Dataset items
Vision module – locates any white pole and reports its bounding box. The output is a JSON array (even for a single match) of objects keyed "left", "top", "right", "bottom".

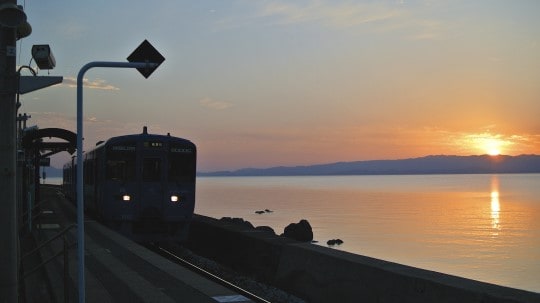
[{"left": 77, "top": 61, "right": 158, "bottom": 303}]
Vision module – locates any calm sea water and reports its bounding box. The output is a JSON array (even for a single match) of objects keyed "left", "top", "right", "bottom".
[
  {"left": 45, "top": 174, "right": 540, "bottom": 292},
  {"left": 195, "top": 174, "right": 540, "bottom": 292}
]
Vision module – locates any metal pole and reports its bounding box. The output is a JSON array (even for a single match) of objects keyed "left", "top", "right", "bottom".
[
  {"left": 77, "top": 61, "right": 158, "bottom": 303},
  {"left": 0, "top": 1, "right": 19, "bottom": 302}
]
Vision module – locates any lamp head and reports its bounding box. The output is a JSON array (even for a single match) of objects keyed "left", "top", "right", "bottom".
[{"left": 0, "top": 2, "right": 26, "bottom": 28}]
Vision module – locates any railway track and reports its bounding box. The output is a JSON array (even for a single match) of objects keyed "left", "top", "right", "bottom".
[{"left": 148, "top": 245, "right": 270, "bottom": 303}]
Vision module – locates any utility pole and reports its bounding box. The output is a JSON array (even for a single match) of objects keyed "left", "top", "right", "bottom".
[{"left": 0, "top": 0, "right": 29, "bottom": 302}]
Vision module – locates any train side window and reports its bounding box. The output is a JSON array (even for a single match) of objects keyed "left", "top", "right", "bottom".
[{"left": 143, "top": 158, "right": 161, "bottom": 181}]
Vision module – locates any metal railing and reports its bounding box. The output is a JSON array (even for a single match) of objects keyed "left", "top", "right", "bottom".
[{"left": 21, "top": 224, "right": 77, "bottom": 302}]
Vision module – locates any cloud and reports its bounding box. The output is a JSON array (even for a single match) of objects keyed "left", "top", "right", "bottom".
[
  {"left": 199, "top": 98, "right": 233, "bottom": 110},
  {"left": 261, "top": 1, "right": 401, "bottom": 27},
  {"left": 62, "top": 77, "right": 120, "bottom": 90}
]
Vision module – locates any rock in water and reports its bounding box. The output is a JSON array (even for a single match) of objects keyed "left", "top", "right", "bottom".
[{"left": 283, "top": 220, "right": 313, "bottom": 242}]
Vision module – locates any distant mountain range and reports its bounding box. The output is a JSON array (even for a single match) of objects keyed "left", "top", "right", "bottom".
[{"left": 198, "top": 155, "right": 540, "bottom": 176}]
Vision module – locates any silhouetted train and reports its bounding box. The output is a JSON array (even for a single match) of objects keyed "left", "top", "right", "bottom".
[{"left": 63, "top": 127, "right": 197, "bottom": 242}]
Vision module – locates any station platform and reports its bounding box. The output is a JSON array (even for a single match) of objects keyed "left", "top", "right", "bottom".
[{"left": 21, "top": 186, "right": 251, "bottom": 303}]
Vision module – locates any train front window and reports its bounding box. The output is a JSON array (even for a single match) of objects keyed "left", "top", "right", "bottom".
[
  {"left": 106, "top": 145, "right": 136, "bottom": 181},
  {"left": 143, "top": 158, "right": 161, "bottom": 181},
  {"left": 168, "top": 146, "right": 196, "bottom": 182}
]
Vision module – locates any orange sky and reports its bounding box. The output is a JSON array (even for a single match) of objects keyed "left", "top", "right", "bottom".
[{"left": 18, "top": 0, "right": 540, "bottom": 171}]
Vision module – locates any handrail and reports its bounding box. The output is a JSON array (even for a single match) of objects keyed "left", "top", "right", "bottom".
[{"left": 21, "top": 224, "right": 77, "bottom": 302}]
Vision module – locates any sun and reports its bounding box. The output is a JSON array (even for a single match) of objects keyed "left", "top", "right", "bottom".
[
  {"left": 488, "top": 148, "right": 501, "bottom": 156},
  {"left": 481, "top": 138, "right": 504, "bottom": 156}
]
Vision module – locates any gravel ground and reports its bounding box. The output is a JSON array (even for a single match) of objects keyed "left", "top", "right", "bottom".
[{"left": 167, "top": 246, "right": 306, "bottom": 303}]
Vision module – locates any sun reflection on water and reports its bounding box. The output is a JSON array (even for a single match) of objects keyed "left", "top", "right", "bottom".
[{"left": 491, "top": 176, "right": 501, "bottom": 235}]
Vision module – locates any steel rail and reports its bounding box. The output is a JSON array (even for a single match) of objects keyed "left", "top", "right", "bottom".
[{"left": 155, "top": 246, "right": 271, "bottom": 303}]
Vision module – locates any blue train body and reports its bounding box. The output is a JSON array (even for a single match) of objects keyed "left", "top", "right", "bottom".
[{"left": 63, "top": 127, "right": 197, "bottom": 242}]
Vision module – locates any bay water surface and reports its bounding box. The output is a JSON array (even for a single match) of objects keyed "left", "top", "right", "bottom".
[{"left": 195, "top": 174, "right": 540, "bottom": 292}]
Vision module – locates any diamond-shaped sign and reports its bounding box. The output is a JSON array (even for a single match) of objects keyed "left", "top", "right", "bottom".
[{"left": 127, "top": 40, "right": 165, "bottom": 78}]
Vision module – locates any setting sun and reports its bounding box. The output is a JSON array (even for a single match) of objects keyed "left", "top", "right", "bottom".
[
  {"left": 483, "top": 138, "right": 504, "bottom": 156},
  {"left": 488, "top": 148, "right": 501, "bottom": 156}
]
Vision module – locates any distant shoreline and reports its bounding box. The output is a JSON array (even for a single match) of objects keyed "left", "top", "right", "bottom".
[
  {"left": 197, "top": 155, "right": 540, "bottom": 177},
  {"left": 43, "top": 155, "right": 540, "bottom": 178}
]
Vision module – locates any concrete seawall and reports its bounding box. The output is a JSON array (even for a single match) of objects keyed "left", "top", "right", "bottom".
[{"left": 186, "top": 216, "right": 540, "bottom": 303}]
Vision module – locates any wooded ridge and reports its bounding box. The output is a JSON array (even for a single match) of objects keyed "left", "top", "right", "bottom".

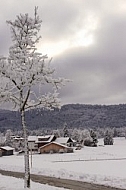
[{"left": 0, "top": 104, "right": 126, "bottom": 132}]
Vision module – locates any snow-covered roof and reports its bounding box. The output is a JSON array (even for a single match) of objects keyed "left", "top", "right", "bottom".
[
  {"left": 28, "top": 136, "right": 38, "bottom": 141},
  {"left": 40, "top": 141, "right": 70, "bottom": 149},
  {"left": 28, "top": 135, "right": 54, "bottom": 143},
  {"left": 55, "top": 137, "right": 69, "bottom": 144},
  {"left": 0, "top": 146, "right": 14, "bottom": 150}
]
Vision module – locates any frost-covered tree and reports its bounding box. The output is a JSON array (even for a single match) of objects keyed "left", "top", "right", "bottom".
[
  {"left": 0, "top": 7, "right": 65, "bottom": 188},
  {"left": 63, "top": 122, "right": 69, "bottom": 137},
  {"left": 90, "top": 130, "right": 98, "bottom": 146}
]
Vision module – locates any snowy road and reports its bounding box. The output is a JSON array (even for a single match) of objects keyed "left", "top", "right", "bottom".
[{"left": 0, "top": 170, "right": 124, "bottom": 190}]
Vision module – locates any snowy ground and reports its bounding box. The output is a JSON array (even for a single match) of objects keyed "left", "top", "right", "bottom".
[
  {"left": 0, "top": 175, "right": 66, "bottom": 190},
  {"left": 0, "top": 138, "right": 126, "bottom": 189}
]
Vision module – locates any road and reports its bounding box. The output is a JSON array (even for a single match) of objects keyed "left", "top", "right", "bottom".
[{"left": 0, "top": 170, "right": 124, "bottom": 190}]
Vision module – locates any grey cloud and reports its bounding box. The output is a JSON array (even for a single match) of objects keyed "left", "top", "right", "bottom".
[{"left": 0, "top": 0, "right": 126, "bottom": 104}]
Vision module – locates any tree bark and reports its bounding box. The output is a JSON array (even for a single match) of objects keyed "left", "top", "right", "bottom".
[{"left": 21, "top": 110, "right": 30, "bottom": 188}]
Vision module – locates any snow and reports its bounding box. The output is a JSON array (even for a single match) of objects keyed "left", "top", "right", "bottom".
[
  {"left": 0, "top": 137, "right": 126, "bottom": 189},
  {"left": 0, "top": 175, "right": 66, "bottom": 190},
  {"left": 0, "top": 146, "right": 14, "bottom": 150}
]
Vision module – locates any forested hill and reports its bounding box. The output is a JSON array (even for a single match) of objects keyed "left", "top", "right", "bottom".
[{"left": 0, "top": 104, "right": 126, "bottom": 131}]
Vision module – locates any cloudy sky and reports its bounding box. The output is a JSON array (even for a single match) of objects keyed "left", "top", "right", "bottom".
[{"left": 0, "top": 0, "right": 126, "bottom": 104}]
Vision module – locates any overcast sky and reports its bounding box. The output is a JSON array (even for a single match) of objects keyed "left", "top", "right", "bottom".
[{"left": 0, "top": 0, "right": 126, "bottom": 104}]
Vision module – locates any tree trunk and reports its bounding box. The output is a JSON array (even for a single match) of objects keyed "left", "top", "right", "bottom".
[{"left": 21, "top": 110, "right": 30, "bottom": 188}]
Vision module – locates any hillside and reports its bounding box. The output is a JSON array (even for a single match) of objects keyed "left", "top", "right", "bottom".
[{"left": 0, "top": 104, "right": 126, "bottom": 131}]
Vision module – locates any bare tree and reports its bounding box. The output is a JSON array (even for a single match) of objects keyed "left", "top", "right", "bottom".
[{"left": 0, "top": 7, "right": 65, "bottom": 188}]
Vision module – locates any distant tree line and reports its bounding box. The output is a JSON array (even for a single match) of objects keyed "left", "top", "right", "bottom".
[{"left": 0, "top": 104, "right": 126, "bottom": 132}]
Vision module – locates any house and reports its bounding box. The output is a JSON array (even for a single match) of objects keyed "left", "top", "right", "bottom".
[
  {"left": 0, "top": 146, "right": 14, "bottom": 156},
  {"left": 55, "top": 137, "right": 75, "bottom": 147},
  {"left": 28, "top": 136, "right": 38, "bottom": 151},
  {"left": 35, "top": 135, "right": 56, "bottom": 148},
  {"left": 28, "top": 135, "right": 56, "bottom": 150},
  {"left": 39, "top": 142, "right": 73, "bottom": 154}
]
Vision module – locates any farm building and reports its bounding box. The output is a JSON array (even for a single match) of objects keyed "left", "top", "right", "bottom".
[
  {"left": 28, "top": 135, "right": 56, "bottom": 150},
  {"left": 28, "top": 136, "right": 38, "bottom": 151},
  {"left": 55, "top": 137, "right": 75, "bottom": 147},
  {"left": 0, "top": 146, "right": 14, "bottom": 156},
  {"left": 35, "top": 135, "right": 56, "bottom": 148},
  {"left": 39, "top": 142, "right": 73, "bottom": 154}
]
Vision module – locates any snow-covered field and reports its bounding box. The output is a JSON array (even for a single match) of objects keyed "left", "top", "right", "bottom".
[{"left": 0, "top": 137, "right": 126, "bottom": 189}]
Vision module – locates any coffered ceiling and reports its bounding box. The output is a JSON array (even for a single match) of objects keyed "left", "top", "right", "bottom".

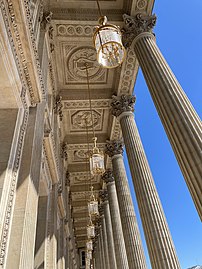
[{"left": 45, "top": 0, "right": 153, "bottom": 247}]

...

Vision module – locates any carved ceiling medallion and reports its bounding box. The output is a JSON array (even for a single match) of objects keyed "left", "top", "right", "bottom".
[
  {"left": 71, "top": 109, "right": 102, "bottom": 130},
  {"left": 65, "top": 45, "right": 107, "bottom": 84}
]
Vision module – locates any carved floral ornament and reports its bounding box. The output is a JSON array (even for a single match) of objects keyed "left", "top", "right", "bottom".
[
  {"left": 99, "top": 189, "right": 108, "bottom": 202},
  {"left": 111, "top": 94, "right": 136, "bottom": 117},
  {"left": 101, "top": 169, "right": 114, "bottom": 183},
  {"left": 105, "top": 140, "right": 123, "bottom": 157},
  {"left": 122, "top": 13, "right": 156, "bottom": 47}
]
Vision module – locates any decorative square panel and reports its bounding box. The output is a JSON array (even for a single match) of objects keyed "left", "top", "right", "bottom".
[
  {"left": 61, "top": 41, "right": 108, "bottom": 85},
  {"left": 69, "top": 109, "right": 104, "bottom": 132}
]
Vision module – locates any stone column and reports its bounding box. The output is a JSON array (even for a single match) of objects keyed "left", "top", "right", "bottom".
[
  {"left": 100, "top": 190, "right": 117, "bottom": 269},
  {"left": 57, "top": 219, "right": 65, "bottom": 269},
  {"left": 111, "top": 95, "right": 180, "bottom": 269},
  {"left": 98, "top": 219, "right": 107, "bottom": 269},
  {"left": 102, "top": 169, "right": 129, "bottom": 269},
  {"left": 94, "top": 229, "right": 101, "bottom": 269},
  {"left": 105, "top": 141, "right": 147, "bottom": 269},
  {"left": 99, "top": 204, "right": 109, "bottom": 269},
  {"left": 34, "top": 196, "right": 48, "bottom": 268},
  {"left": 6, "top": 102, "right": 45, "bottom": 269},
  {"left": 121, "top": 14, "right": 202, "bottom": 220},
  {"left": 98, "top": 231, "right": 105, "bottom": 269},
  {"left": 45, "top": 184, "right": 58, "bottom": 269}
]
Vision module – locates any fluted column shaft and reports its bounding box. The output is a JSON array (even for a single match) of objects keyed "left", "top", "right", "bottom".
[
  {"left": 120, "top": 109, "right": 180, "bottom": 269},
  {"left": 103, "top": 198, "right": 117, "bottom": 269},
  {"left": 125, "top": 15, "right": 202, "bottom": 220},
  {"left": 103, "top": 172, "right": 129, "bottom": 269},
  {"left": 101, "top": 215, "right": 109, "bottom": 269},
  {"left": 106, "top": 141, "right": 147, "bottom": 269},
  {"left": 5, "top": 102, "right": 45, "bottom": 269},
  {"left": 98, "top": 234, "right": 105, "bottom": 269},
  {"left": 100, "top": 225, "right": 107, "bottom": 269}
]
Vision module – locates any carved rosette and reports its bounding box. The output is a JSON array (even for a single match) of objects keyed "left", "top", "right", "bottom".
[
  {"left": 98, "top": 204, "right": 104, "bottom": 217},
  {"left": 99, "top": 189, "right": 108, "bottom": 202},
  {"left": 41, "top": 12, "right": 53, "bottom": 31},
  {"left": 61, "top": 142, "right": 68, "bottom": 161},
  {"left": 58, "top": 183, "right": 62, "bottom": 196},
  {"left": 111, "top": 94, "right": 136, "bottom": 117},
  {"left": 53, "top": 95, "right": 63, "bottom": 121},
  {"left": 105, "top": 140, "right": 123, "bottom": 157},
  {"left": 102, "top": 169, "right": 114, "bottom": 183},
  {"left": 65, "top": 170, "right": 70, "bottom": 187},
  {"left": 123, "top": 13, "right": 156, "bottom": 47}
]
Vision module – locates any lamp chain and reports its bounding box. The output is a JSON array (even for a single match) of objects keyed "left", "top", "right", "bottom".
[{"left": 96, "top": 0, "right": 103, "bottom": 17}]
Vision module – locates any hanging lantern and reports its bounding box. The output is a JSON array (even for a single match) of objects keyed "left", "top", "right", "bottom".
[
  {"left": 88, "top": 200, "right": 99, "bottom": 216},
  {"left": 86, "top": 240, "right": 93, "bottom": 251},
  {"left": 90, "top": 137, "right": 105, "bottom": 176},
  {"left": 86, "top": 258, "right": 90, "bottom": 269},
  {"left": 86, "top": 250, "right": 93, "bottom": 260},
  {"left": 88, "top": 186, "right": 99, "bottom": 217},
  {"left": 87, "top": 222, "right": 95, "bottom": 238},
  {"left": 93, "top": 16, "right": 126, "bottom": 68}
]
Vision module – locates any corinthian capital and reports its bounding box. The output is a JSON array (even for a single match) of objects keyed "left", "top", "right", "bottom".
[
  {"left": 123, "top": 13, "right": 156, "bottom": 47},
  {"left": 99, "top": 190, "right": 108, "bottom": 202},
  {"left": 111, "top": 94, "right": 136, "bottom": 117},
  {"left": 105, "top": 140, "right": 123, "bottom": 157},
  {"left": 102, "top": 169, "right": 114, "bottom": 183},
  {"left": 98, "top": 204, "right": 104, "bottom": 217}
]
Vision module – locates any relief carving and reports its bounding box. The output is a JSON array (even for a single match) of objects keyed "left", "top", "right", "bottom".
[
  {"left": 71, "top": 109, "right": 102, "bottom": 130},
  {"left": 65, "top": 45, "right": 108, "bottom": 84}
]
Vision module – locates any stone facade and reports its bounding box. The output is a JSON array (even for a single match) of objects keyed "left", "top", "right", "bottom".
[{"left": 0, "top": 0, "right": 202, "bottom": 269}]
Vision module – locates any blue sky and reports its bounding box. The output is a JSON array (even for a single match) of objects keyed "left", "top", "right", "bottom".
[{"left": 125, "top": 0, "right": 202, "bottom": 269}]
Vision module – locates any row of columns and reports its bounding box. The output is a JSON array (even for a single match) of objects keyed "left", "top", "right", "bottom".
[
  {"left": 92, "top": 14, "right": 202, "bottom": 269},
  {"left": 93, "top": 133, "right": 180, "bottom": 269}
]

> _What is expected_
Find every line in the material above that contains the word "blue" and copy each one. Case counts.

> _Exercise response_
Vision module – locates any blue train body and reports its bounding box. The output is a JSON array (even for a single match) of objects keyed "left", "top", "right", "bottom".
Vision module – locates any blue sky and reports its bounding box. The output is a JSON array (even for a single match) of objects keyed "left", "top", "right", "bottom".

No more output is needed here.